Exercise details.
When you repeat the entries, reproduce each line exactly and omit every picture.

Input data.
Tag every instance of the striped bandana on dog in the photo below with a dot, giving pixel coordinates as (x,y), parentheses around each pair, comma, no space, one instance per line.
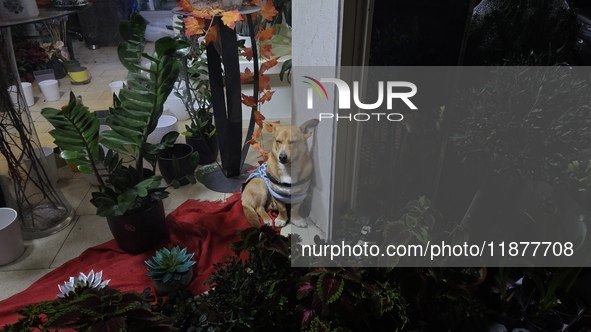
(261,172)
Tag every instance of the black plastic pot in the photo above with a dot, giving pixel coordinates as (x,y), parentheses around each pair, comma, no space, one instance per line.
(543,321)
(174,163)
(207,147)
(139,231)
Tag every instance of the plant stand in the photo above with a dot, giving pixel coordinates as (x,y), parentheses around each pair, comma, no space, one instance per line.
(42,209)
(227,105)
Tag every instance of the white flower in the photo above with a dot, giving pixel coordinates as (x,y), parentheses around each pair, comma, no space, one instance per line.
(74,285)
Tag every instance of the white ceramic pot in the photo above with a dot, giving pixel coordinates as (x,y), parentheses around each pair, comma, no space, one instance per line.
(166,124)
(116,86)
(11,238)
(50,90)
(176,107)
(46,159)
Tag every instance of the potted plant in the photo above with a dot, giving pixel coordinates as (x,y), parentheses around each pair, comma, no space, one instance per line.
(170,270)
(130,200)
(86,303)
(30,57)
(196,95)
(540,314)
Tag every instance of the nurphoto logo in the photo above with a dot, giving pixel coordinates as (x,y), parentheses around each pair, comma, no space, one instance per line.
(391,92)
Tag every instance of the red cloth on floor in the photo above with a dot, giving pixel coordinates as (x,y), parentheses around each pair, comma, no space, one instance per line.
(205,228)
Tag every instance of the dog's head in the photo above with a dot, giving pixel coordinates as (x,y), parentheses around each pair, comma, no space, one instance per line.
(290,141)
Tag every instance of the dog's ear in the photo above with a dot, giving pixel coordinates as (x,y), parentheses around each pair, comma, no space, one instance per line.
(308,127)
(272,126)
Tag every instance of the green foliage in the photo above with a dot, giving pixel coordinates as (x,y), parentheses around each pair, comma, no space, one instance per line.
(524,122)
(195,93)
(549,281)
(184,310)
(93,310)
(169,265)
(123,189)
(448,304)
(343,299)
(524,32)
(415,225)
(255,293)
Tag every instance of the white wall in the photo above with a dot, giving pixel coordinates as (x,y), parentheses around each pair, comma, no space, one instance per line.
(315,42)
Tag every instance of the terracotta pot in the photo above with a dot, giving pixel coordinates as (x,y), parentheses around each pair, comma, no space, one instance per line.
(139,231)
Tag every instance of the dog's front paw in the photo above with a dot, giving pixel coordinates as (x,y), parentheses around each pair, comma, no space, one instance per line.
(299,222)
(280,222)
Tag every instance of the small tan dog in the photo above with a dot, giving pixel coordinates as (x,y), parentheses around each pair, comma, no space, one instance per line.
(281,183)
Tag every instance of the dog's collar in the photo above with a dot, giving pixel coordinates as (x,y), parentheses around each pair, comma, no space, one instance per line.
(286,184)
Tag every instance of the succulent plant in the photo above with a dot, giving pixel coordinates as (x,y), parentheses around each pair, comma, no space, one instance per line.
(77,285)
(169,265)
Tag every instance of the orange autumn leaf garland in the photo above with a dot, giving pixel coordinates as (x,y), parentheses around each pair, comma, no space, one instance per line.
(196,24)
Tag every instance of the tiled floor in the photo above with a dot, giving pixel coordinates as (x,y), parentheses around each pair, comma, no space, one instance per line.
(43,255)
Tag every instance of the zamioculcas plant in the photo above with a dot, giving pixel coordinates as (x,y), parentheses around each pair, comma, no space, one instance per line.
(124,188)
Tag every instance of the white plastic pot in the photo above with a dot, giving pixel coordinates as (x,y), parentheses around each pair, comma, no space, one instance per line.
(11,238)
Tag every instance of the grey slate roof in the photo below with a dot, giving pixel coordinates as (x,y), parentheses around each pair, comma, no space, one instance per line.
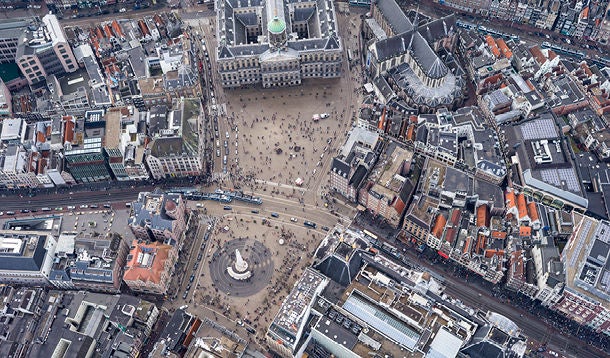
(395,17)
(303,14)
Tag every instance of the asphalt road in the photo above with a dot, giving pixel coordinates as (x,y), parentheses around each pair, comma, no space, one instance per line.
(476,297)
(18,202)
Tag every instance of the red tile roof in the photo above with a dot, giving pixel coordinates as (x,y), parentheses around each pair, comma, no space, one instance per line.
(437,231)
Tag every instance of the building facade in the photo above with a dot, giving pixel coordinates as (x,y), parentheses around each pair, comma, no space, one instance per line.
(277,43)
(45,51)
(150,267)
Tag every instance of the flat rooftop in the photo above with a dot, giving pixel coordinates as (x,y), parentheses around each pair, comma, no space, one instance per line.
(587,262)
(294,310)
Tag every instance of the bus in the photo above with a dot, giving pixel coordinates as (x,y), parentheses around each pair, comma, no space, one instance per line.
(372,237)
(310,224)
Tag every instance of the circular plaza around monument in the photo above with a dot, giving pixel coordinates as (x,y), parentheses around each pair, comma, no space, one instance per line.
(241,267)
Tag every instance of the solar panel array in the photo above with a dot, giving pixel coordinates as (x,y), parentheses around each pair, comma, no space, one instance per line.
(539,129)
(561,178)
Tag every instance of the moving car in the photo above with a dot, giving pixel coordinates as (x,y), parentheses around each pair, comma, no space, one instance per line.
(310,224)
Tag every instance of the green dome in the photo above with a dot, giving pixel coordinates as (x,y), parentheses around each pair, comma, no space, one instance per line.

Exercise solution.
Tag every instance of the striped bandana on dog in the photo below with a dot, giving pixel coordinates as (x,y), parentheses around each pair, comma, no space, one instance per line.
(261,172)
Tag every instance of the black plastic pot in the photo above with a dot, giving pixel coordinates as (x,y), parentheses around each pair, comma, no space, one instance per line.
(543,321)
(174,163)
(207,147)
(139,231)
Tag every instance of the plant stand in the photo above with a dot, giving pixel coordinates as (x,y), parentheses around each pair, comma, no space, one instance per line.
(42,209)
(227,105)
Tag every instance of the white flower in the photo above with a dot, giving pixel coordinates as (x,y), parentheses around each pair, comma, no space, one instance per line.
(74,285)
Tag every instance of the white ceramic pot in the photo above with a dot, giving pixel coordinates as (x,y), parentheses around each pair, comma, no space, one instance per line.
(166,124)
(116,86)
(11,238)
(50,90)
(176,107)
(46,159)
Tag every instance of the potted plant in the photo above with a dot, giving pixel coordinates as (x,y), parentheses around each pair, comma, no space, one instance per line.
(170,270)
(130,200)
(86,303)
(30,57)
(196,95)
(540,314)
Tag every instance of the nurphoto logo in the photo above with a dot, giving pixel coordinates as (x,y), parentheses around each pair, comma, no space, one instance per line.
(391,92)
Tag every instance of the red cloth on floor in the photo above with a dot, giving pixel coordinates as (x,y), parentheses around each pair, comma, no space, one instance per line.
(205,228)
Tag every instance of the dog's head in the photo above with a dot, giving pixel coordinates as (x,y), parentheses around each pair, comma, no space, one instance per line.
(290,141)
Tag every instance of the dog's ear in the photo above with a dot, giving pixel coordinates as (x,y), parentheses around each pair, comma, no space, one instance per line.
(308,127)
(272,126)
Tag every instance of the green foliage in the photo above with a dot, giving pixel coordinates as (x,y), parentheses around each pair, comma, no space, one instance per line.
(524,122)
(195,93)
(549,281)
(184,310)
(93,310)
(169,265)
(123,189)
(448,304)
(343,299)
(524,32)
(415,225)
(255,293)
Tag every instance of the white wall in the photo above with a dot, giving pixel coordinates as (x,y), parentheses around each pair, comma, no space, one instance per line.
(315,42)
Tag every instance of the terracotta pot in the photo above with a dot, giving pixel coordinates as (x,y), parentheses around each pair, comma, no space, one instance per line.
(139,231)
Tag every instance of the dog's front paw in the photo above with a dot, giving pixel coordinates as (x,y), parentheses around each pair, comma, no space, one instance per line.
(299,222)
(280,222)
Tag every instance of the small tan dog in the photo above with a dot, giving pixel coordinates as (x,y), parentheses around each pair, comma, no space, one instance per line.
(281,183)
Tag every instance of the dog's collar in the photo above with a dot, giving pixel coordinates as (x,y), parentheses around each pair, comma, no space, one instance per line.
(286,184)
Tag every instance of the succulent plant in the photo above with a dot, giving pixel coordinates as (x,y), parentheses around each pair, comma, no space, one instance per line.
(77,285)
(169,265)
Tag every instance of the orange autumn leaf garland in the photo above with a dot, giving pixel coordinates as (x,y), parentheses around each pair, comma, no space, one instance per line.
(196,24)
Tag every instance of the tiled floor in the photo above with a dot, giving pixel coordinates as (x,y), parentheses around each pair, comma, no space, one instance per line.
(43,255)
Tag every instance of the zamioculcas plant in the photo above with a dot, giving pixel coordinates as (x,y), parentheses around each pair, comma, no space, one instance per line.
(124,188)
Tag every instance of the white plastic pot in the photo above with a dot, giving pixel coordinates as (x,y), parentheses around each pair, comma, no space, one instance per line.
(11,238)
Tag every instance of the grey slate roof in the photo below with a dot, giving pixel coordinates as (x,y), parentheses around each pair, comma, no space, one instance per line.
(395,17)
(303,14)
Tag every instance of the asphalt road in the photo above with a dot, giving pixel coordinates as (x,y), parentheses around each pair, comma, no space, one instance per line.
(476,297)
(18,202)
Tag every instance of the red tile roof in the photo above with a dot, giving pixel coordinates as (x,y), parentheses around each pair, comma, no space, one instance per line.
(437,231)
Tag every instance of the building facade in the photo above with a dot, giving pixel coordinates as (x,y), parentheses around each pair, comma, no space, one instance per line.
(277,43)
(45,51)
(150,267)
Tag every instance of the flat rooftop in the photo above with a dot, giving pixel coordinates as (x,y), parentheses around each pair, comma, no space, one instance per line.
(587,262)
(294,310)
Tag every instance of the bus in the photo above with a dot, giving pixel coordinates as (x,y), parentheses around each pair, comma, no space, one instance per line.
(372,237)
(310,224)
Tag every instance of the circular plaza around monument in the photo above with a dot, giving pixel coordinates as (x,y), parentheses around each pair, comma, no space, one instance per line.
(241,267)
Tag every instance of the solar panel array in the photo above with a dot, giving pixel coordinates as (x,y), parentheses around each pair, comma, no space, one instance per line.
(539,129)
(561,178)
Tag every instance of the moving car in the photo above with a dot, giving pixel coordinates as (x,y), parentheses around each pair, comma, no space, one instance per line.
(310,224)
Tag every instance of the green dome in the photo above with a dot, giving pixel coordinates as (x,y), parentheses around each pair, comma, no space, one instance per line.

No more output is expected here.